Rows from a data collection:
====================

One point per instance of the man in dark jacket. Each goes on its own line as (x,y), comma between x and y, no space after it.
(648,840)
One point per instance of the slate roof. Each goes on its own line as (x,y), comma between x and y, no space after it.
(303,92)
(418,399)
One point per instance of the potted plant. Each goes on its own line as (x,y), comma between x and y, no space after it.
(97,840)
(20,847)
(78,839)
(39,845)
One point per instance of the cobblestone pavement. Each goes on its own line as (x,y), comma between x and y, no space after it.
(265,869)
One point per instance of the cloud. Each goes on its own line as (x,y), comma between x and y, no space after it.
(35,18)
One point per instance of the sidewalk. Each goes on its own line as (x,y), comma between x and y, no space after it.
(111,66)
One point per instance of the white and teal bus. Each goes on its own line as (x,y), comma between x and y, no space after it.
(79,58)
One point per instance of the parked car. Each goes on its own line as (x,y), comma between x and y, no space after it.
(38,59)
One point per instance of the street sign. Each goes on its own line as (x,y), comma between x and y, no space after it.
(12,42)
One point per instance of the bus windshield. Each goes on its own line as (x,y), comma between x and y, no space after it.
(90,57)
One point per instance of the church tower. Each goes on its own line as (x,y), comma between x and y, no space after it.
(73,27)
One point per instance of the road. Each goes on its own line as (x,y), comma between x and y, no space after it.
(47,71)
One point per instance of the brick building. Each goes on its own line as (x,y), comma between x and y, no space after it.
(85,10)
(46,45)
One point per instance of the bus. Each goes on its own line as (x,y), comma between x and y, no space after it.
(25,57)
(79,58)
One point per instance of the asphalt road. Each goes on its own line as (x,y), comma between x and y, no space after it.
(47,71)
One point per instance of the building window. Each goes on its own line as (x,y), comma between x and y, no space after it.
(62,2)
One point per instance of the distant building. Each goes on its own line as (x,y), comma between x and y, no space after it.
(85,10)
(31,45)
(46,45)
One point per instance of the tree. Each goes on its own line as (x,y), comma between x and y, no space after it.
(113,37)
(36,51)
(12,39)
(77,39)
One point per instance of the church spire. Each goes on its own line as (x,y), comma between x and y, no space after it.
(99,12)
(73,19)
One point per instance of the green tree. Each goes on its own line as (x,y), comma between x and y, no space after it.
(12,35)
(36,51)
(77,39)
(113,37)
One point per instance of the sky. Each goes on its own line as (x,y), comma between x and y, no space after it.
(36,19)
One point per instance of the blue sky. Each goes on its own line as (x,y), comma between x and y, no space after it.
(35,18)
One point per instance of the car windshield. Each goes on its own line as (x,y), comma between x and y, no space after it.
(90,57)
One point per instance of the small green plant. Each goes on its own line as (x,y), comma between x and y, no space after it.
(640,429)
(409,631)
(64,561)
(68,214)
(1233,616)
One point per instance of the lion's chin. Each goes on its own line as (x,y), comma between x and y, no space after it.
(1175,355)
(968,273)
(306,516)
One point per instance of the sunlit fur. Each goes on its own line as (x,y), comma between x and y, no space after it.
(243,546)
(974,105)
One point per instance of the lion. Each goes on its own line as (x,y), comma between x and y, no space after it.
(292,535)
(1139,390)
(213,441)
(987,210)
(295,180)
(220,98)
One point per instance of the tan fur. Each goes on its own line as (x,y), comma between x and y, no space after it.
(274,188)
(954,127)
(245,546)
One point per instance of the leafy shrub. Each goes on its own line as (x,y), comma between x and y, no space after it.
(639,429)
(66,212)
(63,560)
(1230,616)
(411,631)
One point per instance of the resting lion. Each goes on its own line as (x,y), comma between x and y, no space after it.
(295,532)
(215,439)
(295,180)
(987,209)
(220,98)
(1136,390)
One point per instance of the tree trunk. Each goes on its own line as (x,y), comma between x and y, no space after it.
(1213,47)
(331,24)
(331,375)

====================

» What is needed
Write out again every line from the one holding "One point per instance of the sky." through the end of the rows, both ends included and the requests kept. Raise each x and y coordinate in the answers by 34.

» Output below
One point per instance of the sky. Each goes on its own line as (x,y), comma between x and y, no space after it.
(70,53)
One point per instance of the blue sky. Each goes on its own line as (x,y), comma between x and y, no space after it.
(69,52)
One point per instance of the car windshield. Each goes on its own line as (x,y), comma between x and y, no space after it.
(124,91)
One point per instance of the small green plant. Each goes on its own line as (x,y), comma between x and y, no space after it.
(674,463)
(443,665)
(98,595)
(102,248)
(1267,650)
One point per instance of the lion's chin. Each goes on its own line as (x,y), comma between x and y, no space after it.
(1209,389)
(1002,307)
(340,550)
One point per instance of the sunlit fur. Each goes on its own line as (x,y), comma between x and y, no space after it.
(277,580)
(1008,139)
One point per instance of the lion. Each goes on its own line as (x,y), comma between x and y, no space after it.
(326,569)
(1173,424)
(247,475)
(1021,244)
(329,214)
(254,132)
One point per instance of the tan fur. Each goes on its own line as (x,y), comma between x and y, no space after it.
(308,222)
(988,161)
(279,580)
One point per instance of the leafy shrub. Each goes on its own line as (x,y), comma between x and y, no space after it.
(673,463)
(100,246)
(97,594)
(1264,650)
(445,665)
One point per instance of the resting lion. Each goes on its own line as (x,y), comma between x and y, no space after it.
(329,566)
(249,473)
(329,214)
(1021,243)
(254,132)
(1170,424)
One point per instance of the tree trunk. Each goes on its own line as (x,y), comma between x and y, no space after it.
(1247,81)
(365,58)
(365,409)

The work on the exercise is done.